**What is needed**
From the lines below, gather every one that contains the word "grass" and copy each in full.

**Exercise material**
• • • • •

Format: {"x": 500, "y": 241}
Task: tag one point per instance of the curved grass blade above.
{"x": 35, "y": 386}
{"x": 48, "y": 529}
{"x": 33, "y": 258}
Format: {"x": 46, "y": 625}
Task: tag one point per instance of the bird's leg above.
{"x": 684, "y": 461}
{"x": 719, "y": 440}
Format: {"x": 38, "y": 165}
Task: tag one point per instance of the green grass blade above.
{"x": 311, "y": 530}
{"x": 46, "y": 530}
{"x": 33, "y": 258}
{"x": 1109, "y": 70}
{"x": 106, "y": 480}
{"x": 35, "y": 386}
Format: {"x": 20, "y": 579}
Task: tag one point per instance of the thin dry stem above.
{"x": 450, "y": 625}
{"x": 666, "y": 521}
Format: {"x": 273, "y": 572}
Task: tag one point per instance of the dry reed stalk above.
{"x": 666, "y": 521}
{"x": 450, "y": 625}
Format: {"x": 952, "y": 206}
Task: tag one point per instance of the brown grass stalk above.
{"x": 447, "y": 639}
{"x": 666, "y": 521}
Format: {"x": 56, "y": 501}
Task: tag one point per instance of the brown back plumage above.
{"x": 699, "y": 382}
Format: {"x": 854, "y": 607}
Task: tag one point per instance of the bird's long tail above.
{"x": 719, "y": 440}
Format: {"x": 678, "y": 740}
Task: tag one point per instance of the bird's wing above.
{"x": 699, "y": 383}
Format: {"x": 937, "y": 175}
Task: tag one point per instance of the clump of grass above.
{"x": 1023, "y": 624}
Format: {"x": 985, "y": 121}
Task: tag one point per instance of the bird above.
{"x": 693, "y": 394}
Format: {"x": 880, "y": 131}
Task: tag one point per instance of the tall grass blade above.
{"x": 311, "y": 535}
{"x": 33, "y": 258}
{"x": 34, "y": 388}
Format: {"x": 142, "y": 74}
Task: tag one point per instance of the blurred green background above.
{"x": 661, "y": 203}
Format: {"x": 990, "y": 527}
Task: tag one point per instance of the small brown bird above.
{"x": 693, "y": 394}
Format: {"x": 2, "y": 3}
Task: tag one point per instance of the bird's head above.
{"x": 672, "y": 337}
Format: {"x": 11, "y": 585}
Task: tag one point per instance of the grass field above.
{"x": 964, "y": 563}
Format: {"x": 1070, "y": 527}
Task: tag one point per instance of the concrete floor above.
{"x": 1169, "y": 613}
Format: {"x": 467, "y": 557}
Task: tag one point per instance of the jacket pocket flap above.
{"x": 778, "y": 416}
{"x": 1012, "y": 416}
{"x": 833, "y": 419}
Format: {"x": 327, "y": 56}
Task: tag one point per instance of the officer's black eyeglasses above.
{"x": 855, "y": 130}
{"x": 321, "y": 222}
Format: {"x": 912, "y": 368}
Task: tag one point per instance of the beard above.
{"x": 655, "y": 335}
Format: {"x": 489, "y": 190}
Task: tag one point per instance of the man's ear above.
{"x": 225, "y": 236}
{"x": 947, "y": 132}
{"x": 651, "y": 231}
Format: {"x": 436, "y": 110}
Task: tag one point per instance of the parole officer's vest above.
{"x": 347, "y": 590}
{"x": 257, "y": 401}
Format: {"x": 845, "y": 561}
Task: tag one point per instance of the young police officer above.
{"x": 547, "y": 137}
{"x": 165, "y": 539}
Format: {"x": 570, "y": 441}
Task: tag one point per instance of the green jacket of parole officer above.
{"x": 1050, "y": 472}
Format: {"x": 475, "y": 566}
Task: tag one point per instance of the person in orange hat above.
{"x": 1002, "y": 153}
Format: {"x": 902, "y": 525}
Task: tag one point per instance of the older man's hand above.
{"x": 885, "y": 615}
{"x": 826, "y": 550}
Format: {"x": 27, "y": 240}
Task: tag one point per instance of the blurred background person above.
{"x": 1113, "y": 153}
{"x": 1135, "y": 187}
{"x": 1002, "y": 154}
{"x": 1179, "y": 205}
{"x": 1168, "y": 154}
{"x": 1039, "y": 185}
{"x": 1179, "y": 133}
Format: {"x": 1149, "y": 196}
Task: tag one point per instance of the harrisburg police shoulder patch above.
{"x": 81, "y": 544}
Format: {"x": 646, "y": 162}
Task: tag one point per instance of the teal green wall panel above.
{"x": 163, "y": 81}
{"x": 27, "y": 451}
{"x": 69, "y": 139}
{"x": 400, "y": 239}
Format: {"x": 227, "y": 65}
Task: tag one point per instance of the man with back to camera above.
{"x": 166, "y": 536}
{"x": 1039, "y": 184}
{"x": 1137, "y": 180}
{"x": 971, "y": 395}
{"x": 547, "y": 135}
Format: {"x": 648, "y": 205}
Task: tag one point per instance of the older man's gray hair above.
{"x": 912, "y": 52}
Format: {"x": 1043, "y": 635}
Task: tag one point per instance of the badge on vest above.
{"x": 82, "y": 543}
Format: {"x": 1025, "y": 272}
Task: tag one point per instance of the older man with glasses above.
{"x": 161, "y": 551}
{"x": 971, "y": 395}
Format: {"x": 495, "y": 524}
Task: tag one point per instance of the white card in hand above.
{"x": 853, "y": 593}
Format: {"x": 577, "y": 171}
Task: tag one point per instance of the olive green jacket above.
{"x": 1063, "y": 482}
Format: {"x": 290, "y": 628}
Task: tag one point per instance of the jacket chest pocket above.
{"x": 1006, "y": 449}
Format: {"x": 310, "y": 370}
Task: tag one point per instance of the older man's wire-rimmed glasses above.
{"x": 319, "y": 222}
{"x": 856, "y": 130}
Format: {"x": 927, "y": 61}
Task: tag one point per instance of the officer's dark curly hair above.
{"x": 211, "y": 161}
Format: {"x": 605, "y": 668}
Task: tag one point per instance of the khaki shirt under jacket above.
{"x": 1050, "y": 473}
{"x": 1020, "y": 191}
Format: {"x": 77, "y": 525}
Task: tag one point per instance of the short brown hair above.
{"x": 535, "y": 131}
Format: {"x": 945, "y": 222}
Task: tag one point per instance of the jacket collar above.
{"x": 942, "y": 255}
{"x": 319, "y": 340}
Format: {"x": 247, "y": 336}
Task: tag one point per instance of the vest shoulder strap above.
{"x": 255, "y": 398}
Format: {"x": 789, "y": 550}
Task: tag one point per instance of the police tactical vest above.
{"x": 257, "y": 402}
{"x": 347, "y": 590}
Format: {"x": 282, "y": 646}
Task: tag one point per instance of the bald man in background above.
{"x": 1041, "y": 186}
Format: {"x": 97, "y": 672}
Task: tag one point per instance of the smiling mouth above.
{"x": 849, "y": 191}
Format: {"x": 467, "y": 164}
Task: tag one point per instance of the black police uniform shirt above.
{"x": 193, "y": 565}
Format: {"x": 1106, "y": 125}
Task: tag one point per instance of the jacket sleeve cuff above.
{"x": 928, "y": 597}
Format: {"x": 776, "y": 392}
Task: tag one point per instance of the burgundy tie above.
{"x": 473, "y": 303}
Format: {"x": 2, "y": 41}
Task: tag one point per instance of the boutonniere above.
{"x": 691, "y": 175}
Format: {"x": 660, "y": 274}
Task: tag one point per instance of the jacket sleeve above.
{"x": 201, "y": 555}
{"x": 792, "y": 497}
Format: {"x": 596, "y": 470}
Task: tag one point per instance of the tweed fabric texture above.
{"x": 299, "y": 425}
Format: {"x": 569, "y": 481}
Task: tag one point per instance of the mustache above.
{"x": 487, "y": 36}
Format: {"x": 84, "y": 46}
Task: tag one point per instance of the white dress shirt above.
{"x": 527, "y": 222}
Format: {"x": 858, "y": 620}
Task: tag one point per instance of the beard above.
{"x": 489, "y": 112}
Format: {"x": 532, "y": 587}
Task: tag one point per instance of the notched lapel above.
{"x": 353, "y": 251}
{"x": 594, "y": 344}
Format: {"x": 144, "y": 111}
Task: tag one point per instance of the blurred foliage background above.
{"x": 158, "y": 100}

• • • • •

**Answer**
Task: tag one point per instance of the curved grass blade above.
Task: tag one point per instance of the green grass blade above.
Task: tag one point per instance of the brown grass stalk above.
Task: tag one point per instance of the clump of grass above.
Task: tag one point per instance of the tall grass blade above.
Task: tag one point per instance of the grass field above.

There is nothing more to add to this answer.